> _Task statement_: All lines of the entries with "slope" in them must be listed.

> _Information shown_:
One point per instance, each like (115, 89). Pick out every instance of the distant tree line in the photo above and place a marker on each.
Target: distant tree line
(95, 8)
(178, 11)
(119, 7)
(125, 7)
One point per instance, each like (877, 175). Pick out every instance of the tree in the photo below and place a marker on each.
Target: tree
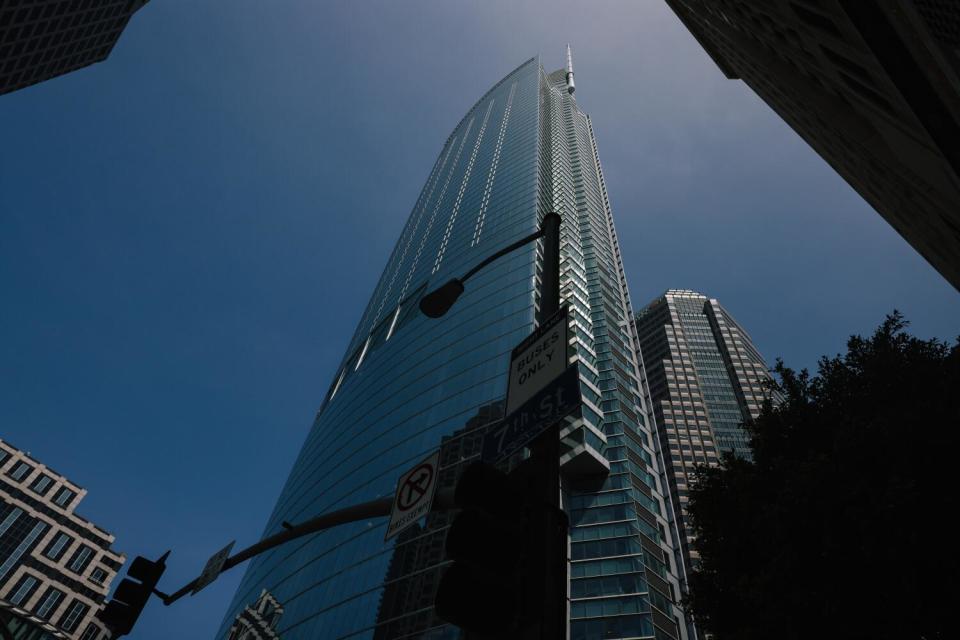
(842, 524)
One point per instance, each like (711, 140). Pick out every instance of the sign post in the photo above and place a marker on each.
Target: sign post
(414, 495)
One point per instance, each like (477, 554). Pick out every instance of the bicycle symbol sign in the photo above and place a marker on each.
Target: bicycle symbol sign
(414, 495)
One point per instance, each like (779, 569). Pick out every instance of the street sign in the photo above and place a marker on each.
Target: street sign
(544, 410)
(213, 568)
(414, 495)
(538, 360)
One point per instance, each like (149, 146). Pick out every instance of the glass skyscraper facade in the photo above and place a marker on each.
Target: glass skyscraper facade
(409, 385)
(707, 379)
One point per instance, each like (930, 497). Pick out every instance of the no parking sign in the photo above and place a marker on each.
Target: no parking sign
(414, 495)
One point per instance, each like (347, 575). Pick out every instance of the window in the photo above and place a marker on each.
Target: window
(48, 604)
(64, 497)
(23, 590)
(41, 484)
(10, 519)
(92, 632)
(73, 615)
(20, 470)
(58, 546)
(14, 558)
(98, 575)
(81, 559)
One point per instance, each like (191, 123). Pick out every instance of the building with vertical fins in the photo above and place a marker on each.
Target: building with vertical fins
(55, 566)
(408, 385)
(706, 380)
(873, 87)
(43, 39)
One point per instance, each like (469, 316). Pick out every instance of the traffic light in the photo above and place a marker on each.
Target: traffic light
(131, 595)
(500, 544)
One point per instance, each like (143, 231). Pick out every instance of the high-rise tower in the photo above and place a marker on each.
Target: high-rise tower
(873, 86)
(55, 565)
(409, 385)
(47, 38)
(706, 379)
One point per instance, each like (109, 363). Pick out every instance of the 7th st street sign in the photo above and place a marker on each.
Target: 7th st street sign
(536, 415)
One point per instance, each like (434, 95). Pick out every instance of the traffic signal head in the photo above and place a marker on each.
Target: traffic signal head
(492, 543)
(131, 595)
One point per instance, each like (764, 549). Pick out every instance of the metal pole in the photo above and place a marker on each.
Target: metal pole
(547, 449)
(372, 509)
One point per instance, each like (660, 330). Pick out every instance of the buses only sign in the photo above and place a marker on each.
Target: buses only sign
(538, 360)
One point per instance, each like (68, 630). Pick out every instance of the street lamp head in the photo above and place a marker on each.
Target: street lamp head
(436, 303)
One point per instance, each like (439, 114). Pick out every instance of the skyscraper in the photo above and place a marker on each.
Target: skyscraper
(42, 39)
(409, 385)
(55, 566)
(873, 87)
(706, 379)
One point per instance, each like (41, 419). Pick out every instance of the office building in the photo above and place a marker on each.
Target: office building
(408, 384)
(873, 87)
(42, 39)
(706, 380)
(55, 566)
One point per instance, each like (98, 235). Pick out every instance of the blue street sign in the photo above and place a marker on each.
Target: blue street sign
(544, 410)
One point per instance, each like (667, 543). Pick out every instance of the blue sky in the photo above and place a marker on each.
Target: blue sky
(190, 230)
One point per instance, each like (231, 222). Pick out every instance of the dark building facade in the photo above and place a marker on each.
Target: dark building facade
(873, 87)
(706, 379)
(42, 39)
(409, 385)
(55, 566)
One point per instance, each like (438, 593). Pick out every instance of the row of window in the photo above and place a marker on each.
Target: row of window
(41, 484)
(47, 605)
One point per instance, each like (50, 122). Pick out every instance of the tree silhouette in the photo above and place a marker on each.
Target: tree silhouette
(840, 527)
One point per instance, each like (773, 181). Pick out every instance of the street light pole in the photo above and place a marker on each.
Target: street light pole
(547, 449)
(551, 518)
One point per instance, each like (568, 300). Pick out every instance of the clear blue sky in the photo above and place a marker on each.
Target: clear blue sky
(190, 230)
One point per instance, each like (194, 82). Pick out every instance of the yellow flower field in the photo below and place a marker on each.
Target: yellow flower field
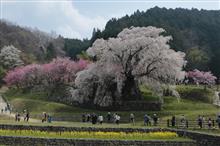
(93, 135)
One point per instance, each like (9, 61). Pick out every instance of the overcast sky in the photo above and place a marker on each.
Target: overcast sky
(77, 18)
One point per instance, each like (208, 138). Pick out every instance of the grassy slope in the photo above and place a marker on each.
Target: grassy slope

...

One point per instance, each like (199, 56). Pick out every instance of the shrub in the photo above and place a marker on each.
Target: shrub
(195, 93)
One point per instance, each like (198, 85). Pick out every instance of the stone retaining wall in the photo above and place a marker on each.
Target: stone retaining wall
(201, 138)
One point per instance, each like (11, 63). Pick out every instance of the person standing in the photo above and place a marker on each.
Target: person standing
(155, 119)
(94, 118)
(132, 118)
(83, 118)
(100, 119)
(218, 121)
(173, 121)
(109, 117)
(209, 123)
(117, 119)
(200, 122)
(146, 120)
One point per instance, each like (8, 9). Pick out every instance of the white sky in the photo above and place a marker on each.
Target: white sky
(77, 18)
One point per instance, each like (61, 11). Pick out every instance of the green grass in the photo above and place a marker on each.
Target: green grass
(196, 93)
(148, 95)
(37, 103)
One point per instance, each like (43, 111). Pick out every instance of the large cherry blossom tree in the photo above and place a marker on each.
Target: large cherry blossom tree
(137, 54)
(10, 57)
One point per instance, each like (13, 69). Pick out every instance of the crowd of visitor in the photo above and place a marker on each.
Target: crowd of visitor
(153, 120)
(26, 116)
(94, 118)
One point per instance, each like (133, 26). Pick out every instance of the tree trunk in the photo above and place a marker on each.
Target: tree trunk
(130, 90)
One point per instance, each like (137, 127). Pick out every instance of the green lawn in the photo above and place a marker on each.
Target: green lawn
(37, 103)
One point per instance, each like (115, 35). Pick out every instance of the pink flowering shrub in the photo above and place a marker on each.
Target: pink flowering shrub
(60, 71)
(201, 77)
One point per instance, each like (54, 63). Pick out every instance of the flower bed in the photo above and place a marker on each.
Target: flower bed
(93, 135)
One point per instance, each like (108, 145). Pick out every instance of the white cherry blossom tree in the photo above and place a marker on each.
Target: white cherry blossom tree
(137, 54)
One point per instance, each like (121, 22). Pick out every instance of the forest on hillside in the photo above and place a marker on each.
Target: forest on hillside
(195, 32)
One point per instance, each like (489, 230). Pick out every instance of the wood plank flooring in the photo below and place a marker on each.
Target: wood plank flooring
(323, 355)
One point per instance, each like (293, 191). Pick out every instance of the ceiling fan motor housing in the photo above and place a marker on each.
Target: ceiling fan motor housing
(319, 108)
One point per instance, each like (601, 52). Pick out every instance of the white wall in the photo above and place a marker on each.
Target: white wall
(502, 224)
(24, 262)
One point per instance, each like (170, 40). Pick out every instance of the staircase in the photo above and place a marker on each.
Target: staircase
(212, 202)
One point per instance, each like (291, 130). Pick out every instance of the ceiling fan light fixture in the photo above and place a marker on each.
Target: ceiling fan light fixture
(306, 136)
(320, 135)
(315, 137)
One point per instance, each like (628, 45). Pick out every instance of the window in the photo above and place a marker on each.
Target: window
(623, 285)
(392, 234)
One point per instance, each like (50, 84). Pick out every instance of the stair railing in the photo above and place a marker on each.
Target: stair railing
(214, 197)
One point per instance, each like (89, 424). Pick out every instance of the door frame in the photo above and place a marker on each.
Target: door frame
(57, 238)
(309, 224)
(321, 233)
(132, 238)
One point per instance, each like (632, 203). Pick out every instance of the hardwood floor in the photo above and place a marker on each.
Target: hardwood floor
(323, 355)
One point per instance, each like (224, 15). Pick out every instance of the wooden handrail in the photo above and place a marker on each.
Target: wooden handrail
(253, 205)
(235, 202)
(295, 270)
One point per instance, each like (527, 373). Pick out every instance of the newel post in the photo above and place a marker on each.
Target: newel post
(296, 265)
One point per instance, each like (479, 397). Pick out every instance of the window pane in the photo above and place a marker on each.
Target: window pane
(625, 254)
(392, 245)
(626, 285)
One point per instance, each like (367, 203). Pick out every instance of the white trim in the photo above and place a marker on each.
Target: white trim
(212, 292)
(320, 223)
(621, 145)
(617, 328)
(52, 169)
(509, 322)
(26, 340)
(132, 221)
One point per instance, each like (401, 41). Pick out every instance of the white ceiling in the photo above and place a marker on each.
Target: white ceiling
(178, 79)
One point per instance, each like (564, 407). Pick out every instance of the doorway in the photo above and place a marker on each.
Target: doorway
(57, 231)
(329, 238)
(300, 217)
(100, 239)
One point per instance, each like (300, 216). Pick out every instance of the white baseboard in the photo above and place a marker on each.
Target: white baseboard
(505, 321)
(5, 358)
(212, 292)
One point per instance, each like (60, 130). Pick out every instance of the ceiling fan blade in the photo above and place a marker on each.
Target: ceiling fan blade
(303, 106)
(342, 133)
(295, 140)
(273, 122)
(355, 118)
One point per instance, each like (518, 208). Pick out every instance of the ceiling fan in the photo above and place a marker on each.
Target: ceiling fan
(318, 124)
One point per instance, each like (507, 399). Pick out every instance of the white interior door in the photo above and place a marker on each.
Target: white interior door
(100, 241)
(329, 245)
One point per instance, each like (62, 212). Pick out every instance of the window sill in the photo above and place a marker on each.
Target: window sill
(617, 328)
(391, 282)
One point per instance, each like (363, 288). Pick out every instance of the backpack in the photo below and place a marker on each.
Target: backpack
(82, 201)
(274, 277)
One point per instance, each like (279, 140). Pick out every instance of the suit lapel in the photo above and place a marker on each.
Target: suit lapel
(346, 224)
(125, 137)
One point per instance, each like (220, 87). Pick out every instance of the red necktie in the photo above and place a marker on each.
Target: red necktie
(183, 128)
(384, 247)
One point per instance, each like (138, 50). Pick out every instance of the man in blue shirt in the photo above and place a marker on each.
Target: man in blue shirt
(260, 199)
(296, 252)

---

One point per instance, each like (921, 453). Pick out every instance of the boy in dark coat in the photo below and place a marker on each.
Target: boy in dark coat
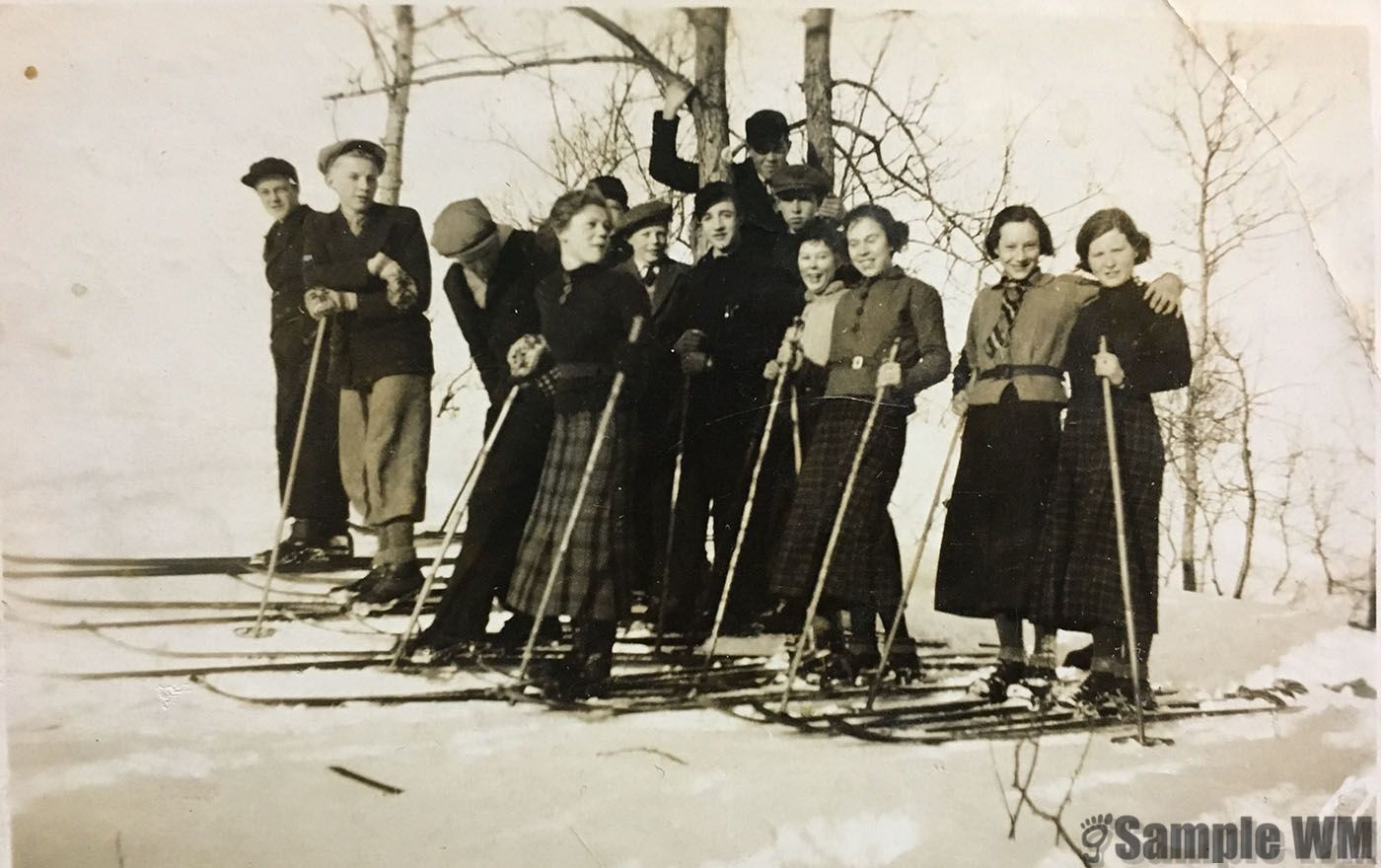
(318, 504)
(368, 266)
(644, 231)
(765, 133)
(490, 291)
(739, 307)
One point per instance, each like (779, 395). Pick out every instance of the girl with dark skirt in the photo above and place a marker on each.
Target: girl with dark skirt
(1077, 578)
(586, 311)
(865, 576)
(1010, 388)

> _Answer section_:
One point per instance, each like (208, 138). Pick out every instance of the grassy slope in the photo above and place a marker on each.
Target: grassy slope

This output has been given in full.